--- begin ENTRIES SHOWN ---

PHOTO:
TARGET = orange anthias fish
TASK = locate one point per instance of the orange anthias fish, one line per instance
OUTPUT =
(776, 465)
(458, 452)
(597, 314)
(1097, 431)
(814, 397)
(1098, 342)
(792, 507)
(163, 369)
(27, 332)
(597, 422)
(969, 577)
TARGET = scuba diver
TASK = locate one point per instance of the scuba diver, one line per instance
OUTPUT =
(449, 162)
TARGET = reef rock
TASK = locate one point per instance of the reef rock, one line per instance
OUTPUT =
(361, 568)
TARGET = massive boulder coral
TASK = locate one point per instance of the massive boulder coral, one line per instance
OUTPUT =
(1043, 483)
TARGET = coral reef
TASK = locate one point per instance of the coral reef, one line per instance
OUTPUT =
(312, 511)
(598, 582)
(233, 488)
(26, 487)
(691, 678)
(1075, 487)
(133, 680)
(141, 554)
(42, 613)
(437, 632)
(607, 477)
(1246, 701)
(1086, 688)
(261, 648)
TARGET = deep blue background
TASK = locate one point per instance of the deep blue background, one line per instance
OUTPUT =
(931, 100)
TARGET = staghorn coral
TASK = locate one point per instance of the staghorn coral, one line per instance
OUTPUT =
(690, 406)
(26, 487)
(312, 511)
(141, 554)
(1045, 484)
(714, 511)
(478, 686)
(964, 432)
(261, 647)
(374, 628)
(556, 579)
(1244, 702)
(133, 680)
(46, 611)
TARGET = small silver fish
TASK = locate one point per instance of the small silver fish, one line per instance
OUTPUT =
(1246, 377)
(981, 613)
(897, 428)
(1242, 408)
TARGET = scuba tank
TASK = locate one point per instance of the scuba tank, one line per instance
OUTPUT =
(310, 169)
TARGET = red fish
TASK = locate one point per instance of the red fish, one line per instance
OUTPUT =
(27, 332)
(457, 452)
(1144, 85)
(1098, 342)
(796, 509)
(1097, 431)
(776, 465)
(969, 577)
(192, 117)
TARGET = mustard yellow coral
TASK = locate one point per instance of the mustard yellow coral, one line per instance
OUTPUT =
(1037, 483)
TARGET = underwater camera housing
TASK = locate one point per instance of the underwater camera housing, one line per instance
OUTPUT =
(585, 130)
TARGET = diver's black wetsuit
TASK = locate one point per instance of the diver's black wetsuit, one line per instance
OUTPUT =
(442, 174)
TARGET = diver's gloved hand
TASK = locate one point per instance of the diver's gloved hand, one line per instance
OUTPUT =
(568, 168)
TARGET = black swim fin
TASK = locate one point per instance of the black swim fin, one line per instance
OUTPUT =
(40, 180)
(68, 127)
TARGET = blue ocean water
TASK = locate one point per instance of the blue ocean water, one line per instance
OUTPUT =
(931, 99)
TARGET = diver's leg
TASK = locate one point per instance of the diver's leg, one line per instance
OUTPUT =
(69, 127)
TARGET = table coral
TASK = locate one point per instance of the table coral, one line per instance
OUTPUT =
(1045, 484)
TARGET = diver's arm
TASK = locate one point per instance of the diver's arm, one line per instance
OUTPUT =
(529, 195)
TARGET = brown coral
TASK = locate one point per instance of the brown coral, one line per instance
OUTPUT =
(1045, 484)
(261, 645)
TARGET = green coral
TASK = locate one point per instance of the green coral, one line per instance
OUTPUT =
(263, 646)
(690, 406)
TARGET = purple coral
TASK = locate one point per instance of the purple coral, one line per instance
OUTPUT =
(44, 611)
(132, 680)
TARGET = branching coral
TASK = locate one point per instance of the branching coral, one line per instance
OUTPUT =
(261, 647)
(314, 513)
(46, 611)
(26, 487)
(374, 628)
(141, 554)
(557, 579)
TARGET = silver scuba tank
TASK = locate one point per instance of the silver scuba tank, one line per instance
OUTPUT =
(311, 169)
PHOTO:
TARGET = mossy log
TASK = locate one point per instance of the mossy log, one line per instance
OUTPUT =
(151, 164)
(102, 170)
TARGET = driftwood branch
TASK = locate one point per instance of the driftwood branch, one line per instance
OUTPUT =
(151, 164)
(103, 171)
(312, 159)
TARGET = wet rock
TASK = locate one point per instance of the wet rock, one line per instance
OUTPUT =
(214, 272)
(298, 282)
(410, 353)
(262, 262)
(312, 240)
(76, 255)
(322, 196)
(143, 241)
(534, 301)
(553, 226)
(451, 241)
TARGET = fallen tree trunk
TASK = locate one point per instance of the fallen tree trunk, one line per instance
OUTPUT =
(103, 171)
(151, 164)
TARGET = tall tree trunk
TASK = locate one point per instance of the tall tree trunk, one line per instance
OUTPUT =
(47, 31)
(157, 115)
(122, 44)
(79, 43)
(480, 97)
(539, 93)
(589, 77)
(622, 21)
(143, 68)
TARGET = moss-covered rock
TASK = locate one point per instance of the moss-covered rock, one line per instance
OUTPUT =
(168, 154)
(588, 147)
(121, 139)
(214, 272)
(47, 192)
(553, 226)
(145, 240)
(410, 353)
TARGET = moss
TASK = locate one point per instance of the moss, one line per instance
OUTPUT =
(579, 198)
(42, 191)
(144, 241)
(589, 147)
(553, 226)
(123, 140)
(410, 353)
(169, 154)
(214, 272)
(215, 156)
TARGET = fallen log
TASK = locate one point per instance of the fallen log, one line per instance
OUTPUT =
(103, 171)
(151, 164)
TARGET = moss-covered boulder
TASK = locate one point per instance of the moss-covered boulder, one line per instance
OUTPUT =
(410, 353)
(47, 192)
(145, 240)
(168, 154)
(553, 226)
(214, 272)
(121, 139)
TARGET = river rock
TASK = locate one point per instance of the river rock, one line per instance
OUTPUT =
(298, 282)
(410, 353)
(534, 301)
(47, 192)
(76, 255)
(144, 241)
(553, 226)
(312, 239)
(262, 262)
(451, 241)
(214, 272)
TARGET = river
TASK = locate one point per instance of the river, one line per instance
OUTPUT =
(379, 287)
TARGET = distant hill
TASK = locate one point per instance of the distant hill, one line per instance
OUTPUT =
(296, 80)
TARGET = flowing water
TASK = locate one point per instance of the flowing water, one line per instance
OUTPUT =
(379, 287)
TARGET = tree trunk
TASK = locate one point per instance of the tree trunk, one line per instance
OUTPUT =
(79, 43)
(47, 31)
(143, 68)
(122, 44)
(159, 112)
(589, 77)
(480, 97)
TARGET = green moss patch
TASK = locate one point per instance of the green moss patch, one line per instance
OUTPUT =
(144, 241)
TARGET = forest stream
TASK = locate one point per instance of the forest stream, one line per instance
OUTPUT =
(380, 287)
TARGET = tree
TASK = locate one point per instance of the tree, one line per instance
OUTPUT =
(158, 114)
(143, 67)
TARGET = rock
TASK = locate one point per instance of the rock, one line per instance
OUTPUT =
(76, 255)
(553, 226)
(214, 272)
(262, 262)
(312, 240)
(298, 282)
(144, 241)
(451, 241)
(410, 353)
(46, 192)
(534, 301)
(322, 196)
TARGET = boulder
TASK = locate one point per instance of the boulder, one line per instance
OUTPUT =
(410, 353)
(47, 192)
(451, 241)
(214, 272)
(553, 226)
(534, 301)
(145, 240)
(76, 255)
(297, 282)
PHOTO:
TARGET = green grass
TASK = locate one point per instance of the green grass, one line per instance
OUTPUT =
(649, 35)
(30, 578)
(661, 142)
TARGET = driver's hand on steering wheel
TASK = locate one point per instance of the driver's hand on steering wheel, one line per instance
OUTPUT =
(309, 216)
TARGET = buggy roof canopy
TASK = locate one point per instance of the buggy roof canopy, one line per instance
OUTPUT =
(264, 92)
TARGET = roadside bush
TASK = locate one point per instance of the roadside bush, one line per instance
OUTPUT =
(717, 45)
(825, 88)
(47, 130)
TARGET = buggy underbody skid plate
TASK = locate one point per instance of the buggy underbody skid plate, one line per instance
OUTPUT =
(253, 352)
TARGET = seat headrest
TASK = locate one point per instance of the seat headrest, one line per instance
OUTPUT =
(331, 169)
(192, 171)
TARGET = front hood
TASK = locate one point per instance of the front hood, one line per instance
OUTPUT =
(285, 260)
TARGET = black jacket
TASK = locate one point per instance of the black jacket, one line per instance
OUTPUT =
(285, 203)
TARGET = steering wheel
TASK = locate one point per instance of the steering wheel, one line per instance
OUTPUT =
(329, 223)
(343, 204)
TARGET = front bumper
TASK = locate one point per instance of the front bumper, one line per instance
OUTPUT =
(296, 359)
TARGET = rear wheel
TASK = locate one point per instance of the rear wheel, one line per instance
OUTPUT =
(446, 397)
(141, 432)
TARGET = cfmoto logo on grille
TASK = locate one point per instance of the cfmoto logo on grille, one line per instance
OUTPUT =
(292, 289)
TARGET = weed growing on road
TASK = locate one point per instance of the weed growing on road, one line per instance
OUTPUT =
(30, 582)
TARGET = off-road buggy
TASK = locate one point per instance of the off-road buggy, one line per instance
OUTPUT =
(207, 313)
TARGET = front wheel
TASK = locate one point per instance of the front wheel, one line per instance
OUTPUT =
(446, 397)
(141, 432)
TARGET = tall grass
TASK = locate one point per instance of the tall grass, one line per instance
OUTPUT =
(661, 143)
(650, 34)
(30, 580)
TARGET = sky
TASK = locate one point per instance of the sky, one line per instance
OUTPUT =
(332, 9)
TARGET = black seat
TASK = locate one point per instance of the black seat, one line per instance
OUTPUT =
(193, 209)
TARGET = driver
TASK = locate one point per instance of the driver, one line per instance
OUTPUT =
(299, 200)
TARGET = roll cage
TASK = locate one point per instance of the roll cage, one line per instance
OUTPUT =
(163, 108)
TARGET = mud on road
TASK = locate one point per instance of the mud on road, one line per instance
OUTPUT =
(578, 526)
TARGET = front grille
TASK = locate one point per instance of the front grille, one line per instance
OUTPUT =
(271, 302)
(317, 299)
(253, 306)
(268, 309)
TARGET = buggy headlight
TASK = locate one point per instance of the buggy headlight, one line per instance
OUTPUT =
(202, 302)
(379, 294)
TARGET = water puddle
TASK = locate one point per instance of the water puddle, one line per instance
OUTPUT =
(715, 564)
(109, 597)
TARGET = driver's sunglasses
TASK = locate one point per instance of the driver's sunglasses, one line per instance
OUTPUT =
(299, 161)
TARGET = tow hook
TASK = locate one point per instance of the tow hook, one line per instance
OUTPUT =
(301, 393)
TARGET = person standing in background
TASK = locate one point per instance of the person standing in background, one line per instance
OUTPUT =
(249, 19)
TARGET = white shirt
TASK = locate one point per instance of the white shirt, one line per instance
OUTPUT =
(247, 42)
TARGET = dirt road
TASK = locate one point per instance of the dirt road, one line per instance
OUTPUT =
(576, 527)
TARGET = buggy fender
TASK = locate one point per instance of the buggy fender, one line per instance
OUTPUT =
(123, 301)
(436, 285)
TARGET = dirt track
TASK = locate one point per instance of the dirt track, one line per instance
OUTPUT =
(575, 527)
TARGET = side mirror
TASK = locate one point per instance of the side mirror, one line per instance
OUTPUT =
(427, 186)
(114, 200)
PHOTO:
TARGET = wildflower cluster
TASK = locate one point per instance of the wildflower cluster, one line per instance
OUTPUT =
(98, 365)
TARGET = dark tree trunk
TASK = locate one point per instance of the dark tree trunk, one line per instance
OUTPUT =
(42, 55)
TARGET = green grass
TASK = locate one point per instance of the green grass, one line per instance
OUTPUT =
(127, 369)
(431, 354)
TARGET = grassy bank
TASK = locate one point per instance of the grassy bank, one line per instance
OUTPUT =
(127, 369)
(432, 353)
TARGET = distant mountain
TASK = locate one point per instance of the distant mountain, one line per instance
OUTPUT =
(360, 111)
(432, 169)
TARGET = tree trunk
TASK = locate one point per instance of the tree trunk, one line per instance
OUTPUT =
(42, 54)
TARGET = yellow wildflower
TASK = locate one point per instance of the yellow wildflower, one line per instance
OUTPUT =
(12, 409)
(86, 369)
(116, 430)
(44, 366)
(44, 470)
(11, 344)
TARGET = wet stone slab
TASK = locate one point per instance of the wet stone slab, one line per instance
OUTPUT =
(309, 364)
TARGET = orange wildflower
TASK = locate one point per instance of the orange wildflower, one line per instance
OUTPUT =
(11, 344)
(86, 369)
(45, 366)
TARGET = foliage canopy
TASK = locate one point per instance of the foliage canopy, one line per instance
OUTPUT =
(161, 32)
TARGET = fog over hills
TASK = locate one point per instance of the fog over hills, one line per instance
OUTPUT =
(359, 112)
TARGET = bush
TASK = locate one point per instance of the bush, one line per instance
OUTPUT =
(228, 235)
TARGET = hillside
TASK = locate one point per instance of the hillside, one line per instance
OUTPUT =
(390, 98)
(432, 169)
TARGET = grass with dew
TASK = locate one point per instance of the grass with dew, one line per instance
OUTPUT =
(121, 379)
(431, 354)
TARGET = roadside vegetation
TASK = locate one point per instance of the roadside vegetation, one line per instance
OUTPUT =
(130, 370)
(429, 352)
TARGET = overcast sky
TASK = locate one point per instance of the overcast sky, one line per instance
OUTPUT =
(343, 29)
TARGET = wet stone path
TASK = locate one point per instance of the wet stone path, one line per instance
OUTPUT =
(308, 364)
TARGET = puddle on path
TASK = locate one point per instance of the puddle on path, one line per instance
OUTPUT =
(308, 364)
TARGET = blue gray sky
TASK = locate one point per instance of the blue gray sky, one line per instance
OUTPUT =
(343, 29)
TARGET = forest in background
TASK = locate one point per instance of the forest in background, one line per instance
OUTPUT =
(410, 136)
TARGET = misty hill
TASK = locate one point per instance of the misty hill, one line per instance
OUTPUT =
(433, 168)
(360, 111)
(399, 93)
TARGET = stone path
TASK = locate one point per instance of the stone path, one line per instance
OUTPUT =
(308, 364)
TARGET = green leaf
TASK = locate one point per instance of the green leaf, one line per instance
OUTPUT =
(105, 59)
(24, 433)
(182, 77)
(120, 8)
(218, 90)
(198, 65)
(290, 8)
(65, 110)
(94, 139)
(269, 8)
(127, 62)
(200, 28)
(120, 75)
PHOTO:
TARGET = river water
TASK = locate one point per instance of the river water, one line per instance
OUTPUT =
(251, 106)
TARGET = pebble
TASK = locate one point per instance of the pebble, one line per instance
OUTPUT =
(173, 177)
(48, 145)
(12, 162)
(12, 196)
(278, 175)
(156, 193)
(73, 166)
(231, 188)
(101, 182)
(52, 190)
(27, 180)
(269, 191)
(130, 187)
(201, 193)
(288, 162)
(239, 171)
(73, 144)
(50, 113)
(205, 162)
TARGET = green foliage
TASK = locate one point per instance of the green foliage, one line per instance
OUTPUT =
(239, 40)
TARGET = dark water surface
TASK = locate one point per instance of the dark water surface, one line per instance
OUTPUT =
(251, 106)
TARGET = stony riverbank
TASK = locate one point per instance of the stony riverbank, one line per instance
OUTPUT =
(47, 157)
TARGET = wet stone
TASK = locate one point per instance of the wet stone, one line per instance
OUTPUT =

--- end ENTRIES SHOWN ---

» YOUR GOAL: Lay out the rows, from the very first line through the line containing "(1242, 408)" (that line included), as a Markdown table with the columns Line No. and Text. Number each line and skip any blank lines.

» EXERCISE RESPONSE:
| Line No. | Text |
|---|---|
| 1 | PHOTO: |
| 2 | TARGET = orange anthias fish |
| 3 | TASK = locate one point per instance of the orange anthias fish, one line per instance |
| 4 | OUTPUT = |
| 5 | (776, 465) |
| 6 | (458, 452) |
| 7 | (597, 314) |
| 8 | (1097, 431) |
| 9 | (814, 397) |
| 10 | (1098, 342) |
| 11 | (792, 507) |
| 12 | (163, 369) |
| 13 | (27, 332) |
| 14 | (597, 422) |
| 15 | (969, 577) |
| 16 | TARGET = scuba diver |
| 17 | TASK = locate one point per instance of the scuba diver, one line per instance |
| 18 | OUTPUT = |
| 19 | (449, 162) |
| 20 | TARGET = reef rock |
| 21 | TASK = locate one point per instance of the reef rock, one line per instance |
| 22 | OUTPUT = |
| 23 | (361, 568) |
| 24 | TARGET = massive boulder coral |
| 25 | TASK = locate one point per instance of the massive boulder coral, one line per instance |
| 26 | OUTPUT = |
| 27 | (1043, 483) |
| 28 | TARGET = coral reef |
| 29 | TASK = locate one point per instance of the coral reef, one line per instance |
| 30 | OUTPUT = |
| 31 | (312, 511) |
| 32 | (598, 582) |
| 33 | (233, 488) |
| 34 | (26, 487) |
| 35 | (691, 678) |
| 36 | (1075, 487) |
| 37 | (133, 680) |
| 38 | (141, 554) |
| 39 | (42, 613) |
| 40 | (437, 632) |
| 41 | (607, 477) |
| 42 | (1246, 701) |
| 43 | (1086, 688) |
| 44 | (261, 648) |
| 45 | TARGET = deep blue background |
| 46 | TASK = locate one point per instance of the deep blue background, one line per instance |
| 47 | OUTPUT = |
| 48 | (931, 100) |
| 49 | TARGET = staghorn coral |
| 50 | TASK = locate one point per instance of the staghorn coral, one line per instance |
| 51 | OUTPUT = |
| 52 | (690, 406) |
| 53 | (26, 487) |
| 54 | (312, 511) |
| 55 | (141, 554) |
| 56 | (1045, 484) |
| 57 | (714, 511) |
| 58 | (478, 686) |
| 59 | (964, 432) |
| 60 | (261, 647) |
| 61 | (374, 628) |
| 62 | (556, 579) |
| 63 | (1244, 702) |
| 64 | (133, 680) |
| 65 | (46, 611) |
| 66 | TARGET = small silver fish |
| 67 | TASK = locate one point per instance of the small silver fish, one line per instance |
| 68 | OUTPUT = |
| 69 | (1246, 377) |
| 70 | (981, 613) |
| 71 | (897, 428) |
| 72 | (1242, 408) |